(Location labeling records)

________

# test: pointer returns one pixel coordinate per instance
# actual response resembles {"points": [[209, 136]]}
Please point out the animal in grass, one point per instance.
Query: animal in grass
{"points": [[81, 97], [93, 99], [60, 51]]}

________

Your task is to repeat each line of the material exactly.

# test: pointer returns one pixel coordinate per instance
# actual response resembles {"points": [[209, 136]]}
Please point out the animal in grass, one point per instance.
Query: animal in grass
{"points": [[81, 97], [93, 99], [60, 51]]}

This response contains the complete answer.